Repita sem mudar nada as linhas que começam na que contém "Can you find the soap" e vão até a que contém "pixel 268 515", incluindo essas duas.

┌─ Dados fornecidos

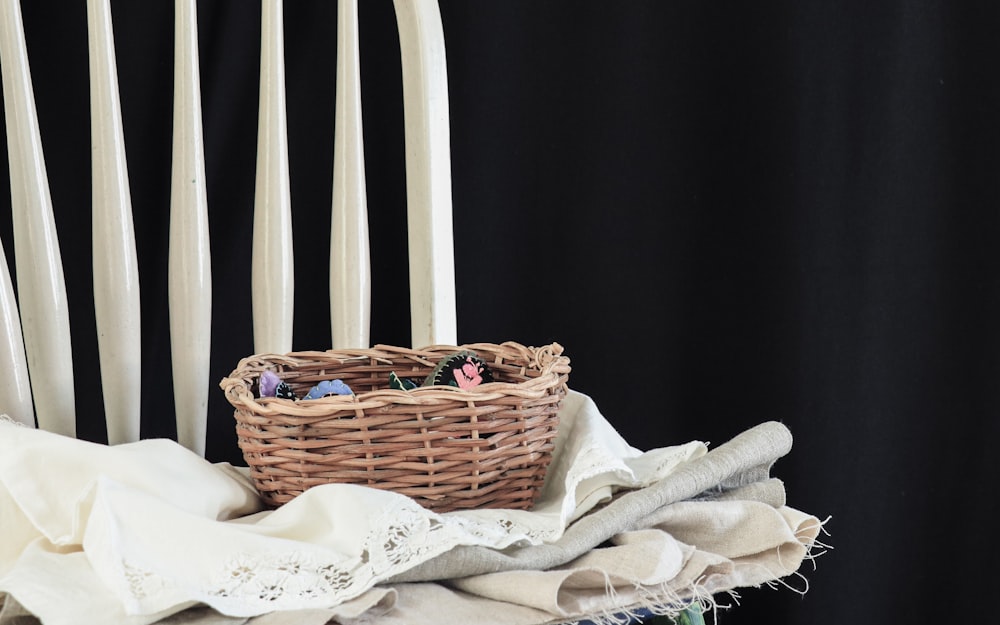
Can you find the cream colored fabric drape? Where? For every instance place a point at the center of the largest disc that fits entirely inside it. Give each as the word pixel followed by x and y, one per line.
pixel 148 531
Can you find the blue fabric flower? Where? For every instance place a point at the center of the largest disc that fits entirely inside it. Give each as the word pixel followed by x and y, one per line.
pixel 329 387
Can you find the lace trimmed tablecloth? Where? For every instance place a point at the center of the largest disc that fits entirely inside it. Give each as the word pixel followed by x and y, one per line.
pixel 150 532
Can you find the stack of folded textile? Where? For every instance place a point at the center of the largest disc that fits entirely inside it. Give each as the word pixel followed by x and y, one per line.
pixel 150 533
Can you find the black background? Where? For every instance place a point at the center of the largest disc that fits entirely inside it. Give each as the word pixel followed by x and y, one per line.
pixel 726 212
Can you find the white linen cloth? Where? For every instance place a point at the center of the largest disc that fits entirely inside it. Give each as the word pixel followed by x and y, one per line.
pixel 147 531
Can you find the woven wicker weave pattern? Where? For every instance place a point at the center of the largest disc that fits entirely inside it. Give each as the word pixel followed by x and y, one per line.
pixel 449 449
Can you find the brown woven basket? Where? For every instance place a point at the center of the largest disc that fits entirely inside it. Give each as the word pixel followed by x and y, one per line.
pixel 449 449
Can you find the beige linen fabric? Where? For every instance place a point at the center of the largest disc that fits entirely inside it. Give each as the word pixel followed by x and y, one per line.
pixel 147 532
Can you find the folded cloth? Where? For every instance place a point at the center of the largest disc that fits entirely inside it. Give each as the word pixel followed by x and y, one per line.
pixel 148 531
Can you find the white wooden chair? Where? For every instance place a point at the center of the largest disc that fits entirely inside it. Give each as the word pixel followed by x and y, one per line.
pixel 35 345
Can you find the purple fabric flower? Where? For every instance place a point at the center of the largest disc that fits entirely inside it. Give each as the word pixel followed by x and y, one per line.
pixel 269 381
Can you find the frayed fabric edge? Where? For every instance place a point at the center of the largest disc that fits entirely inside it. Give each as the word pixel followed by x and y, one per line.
pixel 665 601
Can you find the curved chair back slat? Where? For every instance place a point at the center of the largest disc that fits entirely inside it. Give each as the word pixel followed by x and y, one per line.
pixel 41 292
pixel 35 339
pixel 189 269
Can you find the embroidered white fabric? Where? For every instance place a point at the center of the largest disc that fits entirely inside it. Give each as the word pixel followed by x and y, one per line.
pixel 147 529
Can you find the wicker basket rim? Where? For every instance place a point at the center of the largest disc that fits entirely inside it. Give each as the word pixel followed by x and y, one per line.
pixel 548 360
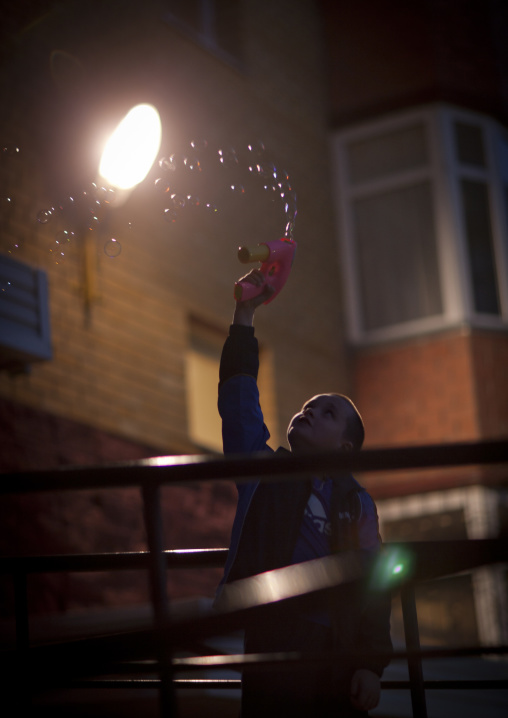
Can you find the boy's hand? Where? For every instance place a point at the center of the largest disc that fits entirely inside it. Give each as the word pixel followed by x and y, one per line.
pixel 365 690
pixel 244 311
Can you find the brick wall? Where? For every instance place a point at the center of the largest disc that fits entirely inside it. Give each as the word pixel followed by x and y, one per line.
pixel 115 388
pixel 437 389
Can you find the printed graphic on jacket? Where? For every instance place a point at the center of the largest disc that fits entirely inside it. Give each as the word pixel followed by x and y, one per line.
pixel 314 537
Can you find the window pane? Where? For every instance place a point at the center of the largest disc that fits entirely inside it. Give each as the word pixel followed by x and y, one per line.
pixel 476 208
pixel 469 144
pixel 387 154
pixel 397 258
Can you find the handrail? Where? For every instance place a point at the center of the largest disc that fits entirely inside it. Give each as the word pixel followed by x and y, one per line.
pixel 244 467
pixel 423 560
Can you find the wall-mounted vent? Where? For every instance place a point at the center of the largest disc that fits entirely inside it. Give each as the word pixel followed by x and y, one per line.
pixel 24 314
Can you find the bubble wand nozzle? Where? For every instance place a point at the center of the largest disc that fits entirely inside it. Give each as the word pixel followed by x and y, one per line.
pixel 276 259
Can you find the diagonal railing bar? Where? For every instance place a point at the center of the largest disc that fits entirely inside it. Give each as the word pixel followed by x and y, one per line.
pixel 304 585
pixel 265 467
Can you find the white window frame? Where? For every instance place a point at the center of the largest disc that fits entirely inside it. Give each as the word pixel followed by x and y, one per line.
pixel 444 173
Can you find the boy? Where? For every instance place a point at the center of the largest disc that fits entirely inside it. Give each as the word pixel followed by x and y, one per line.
pixel 283 523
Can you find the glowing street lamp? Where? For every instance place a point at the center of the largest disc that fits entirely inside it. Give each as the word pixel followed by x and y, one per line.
pixel 132 148
pixel 126 160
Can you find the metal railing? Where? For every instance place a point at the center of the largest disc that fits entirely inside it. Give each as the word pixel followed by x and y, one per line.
pixel 89 662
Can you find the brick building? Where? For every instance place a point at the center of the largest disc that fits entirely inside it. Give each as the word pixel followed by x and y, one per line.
pixel 393 133
pixel 419 114
pixel 112 355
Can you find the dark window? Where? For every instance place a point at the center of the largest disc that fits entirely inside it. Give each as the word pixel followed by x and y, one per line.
pixel 215 24
pixel 480 246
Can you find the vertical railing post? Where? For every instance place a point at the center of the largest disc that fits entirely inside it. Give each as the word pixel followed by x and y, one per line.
pixel 160 601
pixel 24 685
pixel 412 635
pixel 21 610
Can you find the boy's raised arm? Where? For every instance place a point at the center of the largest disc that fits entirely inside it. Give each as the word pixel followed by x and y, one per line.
pixel 244 311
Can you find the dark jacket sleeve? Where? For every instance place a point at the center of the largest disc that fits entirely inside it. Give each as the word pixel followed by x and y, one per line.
pixel 240 354
pixel 243 427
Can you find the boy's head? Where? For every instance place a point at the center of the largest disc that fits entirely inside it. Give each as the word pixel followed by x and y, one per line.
pixel 326 422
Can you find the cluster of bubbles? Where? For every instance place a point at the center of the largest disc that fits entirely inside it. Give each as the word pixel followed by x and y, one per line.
pixel 253 162
pixel 237 170
pixel 92 204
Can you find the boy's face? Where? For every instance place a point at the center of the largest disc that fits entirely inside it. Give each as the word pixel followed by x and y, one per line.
pixel 320 425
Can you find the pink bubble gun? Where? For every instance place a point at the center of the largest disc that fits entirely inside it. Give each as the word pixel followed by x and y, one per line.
pixel 276 259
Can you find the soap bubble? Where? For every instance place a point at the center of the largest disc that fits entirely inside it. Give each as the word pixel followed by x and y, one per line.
pixel 256 148
pixel 269 171
pixel 170 215
pixel 272 191
pixel 228 157
pixel 93 222
pixel 162 185
pixel 103 193
pixel 164 163
pixel 256 169
pixel 45 215
pixel 178 201
pixel 112 248
pixel 63 237
pixel 289 230
pixel 193 164
pixel 175 162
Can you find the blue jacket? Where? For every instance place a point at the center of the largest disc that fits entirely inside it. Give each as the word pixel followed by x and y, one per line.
pixel 268 515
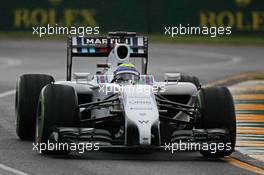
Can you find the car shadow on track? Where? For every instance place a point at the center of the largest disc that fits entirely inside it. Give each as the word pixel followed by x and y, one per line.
pixel 136 156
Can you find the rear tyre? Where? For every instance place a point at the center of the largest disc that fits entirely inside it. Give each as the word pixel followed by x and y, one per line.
pixel 27 94
pixel 217 111
pixel 58 107
pixel 191 79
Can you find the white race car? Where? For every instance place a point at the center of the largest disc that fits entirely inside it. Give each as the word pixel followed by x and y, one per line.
pixel 120 107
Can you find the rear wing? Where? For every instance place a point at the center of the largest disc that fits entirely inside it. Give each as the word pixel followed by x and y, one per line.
pixel 101 47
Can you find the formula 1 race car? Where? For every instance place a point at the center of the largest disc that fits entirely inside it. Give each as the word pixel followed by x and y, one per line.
pixel 120 107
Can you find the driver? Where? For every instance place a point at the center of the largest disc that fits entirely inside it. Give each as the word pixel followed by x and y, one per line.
pixel 126 73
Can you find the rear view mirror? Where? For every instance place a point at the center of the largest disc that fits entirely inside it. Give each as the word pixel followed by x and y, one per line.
pixel 172 77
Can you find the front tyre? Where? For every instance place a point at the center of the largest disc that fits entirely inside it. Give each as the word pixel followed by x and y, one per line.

└─

### Exercício resolvido
Can you find the soap bubble? Where? For every instance place a point at the center of the largest disc that fits entirely inside it. Give each as the word pixel followed by x and y, one per line.
pixel 256 148
pixel 269 171
pixel 170 215
pixel 272 191
pixel 228 157
pixel 93 222
pixel 162 185
pixel 103 193
pixel 164 163
pixel 256 169
pixel 45 215
pixel 178 201
pixel 112 248
pixel 63 237
pixel 289 230
pixel 193 164
pixel 175 162
Can you find the blue jacket? Where? For every instance place a point at the center of the largest disc that fits entirely inside it. Give each as the word pixel followed by x and y, one per line.
pixel 268 515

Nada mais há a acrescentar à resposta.